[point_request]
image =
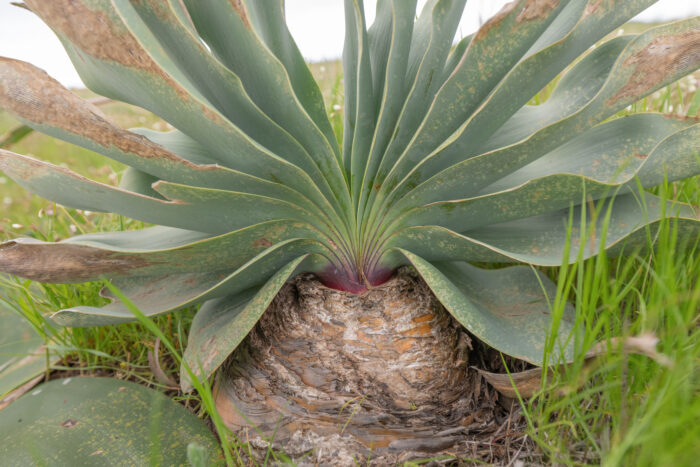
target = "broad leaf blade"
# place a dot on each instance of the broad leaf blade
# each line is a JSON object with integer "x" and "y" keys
{"x": 509, "y": 309}
{"x": 100, "y": 421}
{"x": 220, "y": 325}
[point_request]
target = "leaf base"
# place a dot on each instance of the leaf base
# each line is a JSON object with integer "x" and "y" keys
{"x": 385, "y": 371}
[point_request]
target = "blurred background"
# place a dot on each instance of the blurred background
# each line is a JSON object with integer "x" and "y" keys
{"x": 317, "y": 25}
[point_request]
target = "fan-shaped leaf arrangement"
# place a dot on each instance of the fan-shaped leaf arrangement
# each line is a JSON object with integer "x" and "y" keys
{"x": 442, "y": 161}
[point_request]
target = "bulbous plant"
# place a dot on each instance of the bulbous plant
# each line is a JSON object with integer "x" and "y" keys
{"x": 442, "y": 163}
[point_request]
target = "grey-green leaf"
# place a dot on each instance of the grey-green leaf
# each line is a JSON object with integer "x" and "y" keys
{"x": 100, "y": 422}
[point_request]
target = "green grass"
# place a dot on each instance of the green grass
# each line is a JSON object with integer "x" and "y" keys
{"x": 618, "y": 409}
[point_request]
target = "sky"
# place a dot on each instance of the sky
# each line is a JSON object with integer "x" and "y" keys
{"x": 317, "y": 26}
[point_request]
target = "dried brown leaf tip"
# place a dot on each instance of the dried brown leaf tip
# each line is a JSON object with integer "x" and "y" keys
{"x": 33, "y": 95}
{"x": 100, "y": 34}
{"x": 64, "y": 262}
{"x": 592, "y": 7}
{"x": 662, "y": 58}
{"x": 495, "y": 20}
{"x": 94, "y": 31}
{"x": 534, "y": 9}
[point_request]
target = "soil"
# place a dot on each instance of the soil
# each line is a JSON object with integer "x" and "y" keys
{"x": 379, "y": 378}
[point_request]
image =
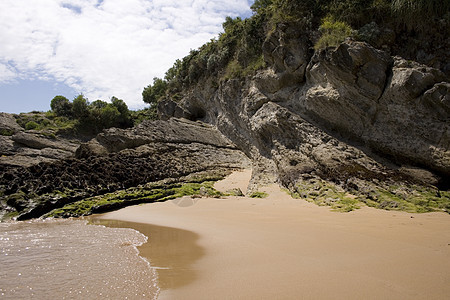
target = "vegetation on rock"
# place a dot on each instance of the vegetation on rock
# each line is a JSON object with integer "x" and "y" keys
{"x": 237, "y": 52}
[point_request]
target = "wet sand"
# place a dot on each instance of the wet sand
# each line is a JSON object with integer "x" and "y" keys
{"x": 284, "y": 248}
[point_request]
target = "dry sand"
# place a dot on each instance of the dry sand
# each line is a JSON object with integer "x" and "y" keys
{"x": 284, "y": 248}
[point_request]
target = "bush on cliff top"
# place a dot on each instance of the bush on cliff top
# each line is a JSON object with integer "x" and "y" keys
{"x": 237, "y": 52}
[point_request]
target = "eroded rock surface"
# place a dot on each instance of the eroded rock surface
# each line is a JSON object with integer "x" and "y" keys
{"x": 354, "y": 118}
{"x": 117, "y": 160}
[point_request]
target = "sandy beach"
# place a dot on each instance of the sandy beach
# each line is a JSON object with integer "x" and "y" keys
{"x": 284, "y": 248}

——————————

What is required: From the entries, copy every line in which the string "base" can be found.

Reply to the exercise:
target = "leaf base"
# place a dot on each instance of the leaf base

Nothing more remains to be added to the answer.